- Written task 1 -
In the forum thread on NVIDIA GRID vGPU, how many Tesla M60 cards are in the ESXi host?
- Written task 2 -
Translate this sentence from the forum thread on NVIDIA GRID vGPU into Spanish: "I left it overnight and 1 VM then showed up ok."
- Written task 3 -
Duplicate the forum thread on NVIDIA GRID vGPU from the words "NVIDIA GRID VGPU support does not match desktop setting +" up to and including the words "showed up ok.".

NVIDIA GRID VGPU support does not match desktop setting + Esxi console blank

Hi there, I have the 2 x Tesla M60 cards in an esxi 6.5 host. I have allocated the VM etc all fine but i have 2 issues there after.

  1. Once I go back to the Horizon connection server to allocate a new VM to a pool i get the "NVIDIA GRID VGPU support does not match desktop setting" intermittently. It seems random and i’m not sure what is happening but the newly configured VM’s don’t initially show up. I left it overnight and 1 VM then showed up ok.
    I created a new VM restarted the server this morning and it showed up. Is there anything I’m missing to get them to instantly appear? When it says unavailable even the ones i have successfully created don’t show up available…

  2. I have lost Esxi console access once the nvidia driver is installed (windows 7 machine). RDP OK.

OH and 3. i sometimes get a blank screen when using the horizon client to connect to a VM and blast extreme set?

thanks guys in advance…

Hi Peter

I’m more XenDesktop / XenApp than Horizon, but I’ll see if I can help …

Q1 & Q3 - Which version of Horizon / Horizon Client are you using?

[Object pointing dataset rows]
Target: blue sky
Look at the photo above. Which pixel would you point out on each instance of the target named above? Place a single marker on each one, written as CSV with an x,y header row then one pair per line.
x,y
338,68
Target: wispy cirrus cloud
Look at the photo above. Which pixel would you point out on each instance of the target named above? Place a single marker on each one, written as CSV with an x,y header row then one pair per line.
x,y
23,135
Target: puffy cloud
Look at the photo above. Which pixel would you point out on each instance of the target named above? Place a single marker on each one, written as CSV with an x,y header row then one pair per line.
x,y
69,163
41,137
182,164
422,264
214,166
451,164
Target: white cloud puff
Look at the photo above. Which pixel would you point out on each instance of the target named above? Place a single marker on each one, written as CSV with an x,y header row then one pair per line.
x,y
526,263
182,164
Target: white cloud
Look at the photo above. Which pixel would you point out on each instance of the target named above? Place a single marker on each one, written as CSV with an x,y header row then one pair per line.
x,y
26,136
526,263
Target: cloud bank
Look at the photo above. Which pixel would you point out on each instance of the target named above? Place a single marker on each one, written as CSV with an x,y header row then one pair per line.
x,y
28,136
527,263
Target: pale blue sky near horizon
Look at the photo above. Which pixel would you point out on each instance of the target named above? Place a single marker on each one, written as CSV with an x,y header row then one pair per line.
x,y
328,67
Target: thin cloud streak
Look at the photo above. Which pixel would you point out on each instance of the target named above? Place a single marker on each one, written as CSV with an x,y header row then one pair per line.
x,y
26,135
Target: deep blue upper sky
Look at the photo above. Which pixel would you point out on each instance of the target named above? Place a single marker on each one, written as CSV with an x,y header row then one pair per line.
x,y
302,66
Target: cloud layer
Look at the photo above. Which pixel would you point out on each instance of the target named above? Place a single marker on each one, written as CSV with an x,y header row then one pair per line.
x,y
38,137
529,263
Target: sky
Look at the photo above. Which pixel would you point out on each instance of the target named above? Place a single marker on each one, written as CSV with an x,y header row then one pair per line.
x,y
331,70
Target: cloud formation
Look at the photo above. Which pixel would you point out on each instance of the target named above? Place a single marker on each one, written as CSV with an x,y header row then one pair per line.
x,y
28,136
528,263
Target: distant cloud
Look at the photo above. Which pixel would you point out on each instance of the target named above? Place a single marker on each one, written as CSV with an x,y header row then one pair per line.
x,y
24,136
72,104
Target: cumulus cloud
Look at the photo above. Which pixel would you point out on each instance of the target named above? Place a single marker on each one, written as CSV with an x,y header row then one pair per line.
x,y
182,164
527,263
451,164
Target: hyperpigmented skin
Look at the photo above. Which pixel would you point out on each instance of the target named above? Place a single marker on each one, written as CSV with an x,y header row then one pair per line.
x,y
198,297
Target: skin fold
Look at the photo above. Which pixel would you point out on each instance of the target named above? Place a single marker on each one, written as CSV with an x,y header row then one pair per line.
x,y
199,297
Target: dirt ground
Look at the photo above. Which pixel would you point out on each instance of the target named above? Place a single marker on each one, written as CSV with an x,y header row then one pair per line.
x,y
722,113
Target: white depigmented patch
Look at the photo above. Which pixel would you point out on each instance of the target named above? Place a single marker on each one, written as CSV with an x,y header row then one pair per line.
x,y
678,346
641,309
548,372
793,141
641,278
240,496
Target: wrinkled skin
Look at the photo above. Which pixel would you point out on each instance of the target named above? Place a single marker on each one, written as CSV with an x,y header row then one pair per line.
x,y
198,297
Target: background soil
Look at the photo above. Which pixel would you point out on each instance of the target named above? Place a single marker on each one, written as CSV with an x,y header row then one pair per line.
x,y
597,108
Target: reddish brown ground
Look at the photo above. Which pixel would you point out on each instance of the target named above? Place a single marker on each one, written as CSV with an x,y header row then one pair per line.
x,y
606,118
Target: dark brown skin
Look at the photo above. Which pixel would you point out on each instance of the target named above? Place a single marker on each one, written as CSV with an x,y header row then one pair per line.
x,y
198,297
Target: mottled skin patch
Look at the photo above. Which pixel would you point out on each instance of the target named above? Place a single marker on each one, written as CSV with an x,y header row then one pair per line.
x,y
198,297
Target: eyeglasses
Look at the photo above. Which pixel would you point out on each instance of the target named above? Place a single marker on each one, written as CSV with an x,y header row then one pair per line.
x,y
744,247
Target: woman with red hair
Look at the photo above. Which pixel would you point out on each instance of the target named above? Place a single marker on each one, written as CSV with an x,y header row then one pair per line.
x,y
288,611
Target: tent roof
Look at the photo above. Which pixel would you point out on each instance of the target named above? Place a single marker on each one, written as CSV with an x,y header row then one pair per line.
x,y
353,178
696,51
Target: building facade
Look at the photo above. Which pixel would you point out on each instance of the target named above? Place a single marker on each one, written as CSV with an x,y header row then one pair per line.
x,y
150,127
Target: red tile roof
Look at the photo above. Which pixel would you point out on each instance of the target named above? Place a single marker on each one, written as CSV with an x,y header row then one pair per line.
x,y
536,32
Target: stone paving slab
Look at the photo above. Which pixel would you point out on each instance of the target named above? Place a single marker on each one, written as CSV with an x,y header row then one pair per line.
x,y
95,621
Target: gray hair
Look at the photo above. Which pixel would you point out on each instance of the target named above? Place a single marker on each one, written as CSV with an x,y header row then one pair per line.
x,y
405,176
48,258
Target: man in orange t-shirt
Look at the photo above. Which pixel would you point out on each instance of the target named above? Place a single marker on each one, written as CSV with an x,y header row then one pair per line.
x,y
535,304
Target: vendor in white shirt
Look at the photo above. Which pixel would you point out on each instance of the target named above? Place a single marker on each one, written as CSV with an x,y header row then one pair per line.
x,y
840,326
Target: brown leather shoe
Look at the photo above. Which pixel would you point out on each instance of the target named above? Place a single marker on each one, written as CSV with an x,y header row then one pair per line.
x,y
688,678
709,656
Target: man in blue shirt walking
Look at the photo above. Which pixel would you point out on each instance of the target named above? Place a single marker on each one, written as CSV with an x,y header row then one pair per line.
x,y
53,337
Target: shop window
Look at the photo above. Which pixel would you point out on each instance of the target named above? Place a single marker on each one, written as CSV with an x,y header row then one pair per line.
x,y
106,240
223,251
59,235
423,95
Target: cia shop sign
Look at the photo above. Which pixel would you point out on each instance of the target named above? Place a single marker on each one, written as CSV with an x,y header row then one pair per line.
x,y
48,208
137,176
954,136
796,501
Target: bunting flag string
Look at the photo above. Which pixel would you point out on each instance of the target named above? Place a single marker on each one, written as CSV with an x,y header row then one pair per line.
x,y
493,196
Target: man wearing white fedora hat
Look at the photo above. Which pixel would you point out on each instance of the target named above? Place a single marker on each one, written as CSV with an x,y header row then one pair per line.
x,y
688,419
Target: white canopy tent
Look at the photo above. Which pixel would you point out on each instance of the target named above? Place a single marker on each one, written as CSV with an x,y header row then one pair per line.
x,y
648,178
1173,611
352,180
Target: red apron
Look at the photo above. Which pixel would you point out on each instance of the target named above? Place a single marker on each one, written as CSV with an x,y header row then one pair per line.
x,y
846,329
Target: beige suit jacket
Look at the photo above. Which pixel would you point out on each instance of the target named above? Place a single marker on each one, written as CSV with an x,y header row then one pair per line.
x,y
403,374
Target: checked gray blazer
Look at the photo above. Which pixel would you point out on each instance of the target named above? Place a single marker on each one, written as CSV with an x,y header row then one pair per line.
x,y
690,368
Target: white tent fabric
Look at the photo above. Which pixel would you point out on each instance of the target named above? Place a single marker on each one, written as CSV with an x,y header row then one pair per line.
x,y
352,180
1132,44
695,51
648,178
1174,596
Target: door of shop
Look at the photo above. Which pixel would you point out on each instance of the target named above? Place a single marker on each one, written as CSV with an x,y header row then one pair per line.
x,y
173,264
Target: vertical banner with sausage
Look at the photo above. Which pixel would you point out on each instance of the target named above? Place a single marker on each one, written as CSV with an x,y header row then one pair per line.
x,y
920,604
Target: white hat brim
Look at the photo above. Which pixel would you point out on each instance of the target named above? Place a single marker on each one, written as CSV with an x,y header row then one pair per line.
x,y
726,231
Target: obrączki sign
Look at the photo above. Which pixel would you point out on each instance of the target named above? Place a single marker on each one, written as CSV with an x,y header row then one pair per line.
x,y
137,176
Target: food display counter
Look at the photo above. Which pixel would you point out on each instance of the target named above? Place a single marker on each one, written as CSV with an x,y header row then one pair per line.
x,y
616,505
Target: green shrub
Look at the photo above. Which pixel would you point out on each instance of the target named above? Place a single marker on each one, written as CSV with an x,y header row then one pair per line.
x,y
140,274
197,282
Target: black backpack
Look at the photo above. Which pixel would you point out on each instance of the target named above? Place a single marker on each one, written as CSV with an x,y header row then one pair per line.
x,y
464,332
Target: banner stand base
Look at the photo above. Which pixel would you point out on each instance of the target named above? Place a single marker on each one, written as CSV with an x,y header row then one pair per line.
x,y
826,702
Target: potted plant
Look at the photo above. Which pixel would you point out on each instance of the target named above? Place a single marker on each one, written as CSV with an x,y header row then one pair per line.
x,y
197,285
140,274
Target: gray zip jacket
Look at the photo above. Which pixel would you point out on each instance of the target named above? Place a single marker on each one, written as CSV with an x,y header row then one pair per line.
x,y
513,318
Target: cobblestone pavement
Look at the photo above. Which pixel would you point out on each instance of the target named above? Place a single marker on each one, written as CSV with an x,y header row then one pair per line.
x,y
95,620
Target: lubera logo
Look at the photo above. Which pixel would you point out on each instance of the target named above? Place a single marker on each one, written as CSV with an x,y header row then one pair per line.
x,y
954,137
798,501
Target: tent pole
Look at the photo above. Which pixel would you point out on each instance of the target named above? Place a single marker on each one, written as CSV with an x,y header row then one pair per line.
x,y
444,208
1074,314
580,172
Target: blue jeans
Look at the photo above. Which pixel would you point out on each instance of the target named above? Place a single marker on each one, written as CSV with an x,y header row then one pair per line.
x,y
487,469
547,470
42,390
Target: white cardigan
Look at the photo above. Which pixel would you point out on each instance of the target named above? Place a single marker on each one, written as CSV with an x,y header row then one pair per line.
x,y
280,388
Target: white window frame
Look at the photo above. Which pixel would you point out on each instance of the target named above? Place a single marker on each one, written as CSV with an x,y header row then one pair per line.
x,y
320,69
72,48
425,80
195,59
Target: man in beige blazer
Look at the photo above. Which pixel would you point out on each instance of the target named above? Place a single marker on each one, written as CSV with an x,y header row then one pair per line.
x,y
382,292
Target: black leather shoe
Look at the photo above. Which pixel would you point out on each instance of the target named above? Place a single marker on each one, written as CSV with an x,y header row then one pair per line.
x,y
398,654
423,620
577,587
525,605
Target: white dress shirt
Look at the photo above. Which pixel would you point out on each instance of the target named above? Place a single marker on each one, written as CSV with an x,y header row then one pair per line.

- Written answer 1 -
Two.

- Written answer 2 -
Lo dejé toda la noche y luego 1 VM apareció bien.

- Written answer 3 -
NVIDIA GRID VGPU support does not match desktop setting + Esxi console blank

Hi there, I have the 2 x Tesla M60 cards in an esxi 6.5 host. I have allocated the VM etc all fine but i have 2 issues there after.

  1. Once I go back to the Horizon connection server to allocate a new VM to a pool i get the "NVIDIA GRID VGPU support does not match desktop setting" intermittently. It seems random and i’m not sure what is happening but the newly configured VM’s don’t initially show up. I left it overnight and 1 VM then showed up ok.